## START

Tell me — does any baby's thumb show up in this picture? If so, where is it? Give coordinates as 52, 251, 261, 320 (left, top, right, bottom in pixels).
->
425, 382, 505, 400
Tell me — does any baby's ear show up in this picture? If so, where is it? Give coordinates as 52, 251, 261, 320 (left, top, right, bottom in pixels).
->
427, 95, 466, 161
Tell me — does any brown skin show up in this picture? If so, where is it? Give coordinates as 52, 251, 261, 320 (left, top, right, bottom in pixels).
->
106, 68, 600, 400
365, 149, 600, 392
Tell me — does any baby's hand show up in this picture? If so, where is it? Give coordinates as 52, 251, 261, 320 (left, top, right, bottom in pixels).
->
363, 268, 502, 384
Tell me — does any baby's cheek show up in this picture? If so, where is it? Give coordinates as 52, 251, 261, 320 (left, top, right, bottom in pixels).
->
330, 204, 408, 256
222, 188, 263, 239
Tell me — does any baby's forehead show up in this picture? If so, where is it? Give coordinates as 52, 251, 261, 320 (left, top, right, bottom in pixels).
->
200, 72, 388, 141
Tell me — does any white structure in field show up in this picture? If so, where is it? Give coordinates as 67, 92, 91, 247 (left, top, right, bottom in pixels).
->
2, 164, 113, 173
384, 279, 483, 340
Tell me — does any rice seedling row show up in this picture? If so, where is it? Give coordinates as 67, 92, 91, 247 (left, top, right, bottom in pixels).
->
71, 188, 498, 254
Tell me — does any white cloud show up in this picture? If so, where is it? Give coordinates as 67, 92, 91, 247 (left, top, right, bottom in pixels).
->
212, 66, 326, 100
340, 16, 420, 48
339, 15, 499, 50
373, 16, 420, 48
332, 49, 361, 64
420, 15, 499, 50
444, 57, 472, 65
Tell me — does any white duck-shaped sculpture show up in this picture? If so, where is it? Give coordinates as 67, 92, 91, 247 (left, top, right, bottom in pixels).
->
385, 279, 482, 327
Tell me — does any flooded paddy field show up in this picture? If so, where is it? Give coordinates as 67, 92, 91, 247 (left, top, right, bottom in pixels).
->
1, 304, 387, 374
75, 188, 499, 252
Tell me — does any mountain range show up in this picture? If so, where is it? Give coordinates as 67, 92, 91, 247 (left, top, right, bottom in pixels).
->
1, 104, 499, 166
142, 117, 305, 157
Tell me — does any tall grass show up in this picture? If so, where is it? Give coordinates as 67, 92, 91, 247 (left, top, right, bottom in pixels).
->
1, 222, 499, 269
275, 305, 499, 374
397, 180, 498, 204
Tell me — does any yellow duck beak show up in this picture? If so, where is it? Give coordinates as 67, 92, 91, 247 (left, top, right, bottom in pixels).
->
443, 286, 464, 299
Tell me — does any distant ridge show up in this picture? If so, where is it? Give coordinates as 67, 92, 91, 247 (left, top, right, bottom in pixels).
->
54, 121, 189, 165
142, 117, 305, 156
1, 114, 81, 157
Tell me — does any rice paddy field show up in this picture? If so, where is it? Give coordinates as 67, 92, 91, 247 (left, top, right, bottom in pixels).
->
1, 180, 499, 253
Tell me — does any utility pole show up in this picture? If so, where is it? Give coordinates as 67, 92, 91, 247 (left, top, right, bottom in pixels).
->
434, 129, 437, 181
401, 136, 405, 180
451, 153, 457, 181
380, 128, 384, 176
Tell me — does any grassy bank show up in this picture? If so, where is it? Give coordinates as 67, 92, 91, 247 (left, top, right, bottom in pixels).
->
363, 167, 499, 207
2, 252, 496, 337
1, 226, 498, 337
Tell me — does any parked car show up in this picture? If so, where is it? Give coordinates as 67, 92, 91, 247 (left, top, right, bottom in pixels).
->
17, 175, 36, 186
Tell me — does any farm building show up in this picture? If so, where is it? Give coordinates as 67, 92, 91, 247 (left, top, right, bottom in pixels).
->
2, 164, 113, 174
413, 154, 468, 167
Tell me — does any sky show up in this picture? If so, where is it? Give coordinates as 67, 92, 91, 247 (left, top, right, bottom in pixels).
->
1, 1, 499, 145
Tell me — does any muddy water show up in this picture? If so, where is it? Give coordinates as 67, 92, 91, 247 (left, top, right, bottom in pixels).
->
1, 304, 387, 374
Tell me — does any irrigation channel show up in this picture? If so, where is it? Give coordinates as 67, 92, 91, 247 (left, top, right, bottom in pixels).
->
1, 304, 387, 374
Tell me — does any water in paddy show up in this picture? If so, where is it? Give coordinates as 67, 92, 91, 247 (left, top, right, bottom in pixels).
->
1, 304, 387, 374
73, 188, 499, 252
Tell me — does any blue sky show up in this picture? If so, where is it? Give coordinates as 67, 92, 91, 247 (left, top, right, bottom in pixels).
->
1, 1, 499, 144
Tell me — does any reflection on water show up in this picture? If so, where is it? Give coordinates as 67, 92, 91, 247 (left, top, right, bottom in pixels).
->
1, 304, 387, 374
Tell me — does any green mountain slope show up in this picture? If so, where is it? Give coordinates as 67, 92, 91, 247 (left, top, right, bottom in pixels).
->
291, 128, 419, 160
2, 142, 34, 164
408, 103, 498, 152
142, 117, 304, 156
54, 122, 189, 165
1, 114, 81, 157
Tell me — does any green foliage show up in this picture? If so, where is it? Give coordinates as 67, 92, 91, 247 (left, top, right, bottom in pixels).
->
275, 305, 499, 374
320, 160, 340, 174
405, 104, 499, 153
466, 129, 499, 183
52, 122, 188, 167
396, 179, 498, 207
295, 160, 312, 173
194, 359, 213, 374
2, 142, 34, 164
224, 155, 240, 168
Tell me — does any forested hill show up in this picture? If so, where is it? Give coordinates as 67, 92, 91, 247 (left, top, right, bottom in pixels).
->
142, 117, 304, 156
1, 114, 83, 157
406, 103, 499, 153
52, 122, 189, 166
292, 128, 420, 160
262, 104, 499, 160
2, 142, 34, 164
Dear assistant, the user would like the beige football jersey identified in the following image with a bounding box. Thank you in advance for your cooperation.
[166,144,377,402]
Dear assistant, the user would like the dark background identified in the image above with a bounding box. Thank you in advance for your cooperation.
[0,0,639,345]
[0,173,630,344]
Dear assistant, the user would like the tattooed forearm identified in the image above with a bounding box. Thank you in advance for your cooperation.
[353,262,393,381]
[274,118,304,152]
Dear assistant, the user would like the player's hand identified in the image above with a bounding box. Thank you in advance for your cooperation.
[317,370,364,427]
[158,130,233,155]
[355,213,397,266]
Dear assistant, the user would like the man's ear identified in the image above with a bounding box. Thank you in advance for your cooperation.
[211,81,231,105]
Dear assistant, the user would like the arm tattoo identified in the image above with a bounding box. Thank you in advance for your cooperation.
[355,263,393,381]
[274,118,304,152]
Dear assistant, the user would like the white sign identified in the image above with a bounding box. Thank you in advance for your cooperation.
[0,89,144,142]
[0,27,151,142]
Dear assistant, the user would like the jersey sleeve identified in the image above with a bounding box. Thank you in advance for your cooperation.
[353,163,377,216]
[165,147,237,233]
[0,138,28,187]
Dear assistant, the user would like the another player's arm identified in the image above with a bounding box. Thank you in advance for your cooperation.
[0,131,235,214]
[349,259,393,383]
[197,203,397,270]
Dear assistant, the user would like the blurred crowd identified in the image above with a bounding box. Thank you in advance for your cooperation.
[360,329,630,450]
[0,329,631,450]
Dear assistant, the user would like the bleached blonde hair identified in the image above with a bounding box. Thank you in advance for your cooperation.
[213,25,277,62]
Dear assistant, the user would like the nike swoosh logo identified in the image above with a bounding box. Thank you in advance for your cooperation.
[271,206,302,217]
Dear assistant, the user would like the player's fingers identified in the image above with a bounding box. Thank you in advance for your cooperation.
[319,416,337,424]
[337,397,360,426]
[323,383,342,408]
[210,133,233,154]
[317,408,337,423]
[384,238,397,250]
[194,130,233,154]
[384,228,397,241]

## END

■ **EXERCISE DESCRIPTION**
Collect each line of the records that contains the word "white", where case counts.

■ **TASK ANSWER**
Tell me — does any white structure in field show up in this picture? If so, where is it? Give coordinates as 67, 92, 91, 247 (left, top, right, bottom in pixels).
Tell me — does any white cloud show up in this picture? If so, where is it? Give coordinates as 67, 92, 91, 247 (left, top, right, bottom in pixels).
Tell me — does any white duck-shaped sculpture show up in this picture? If so, where is it? Give coordinates as 67, 92, 91, 247 (left, top, right, bottom in pixels).
Dear assistant, the user would like the white sign identified in the image above with a bounding box. Thank you in advance for your cooperation.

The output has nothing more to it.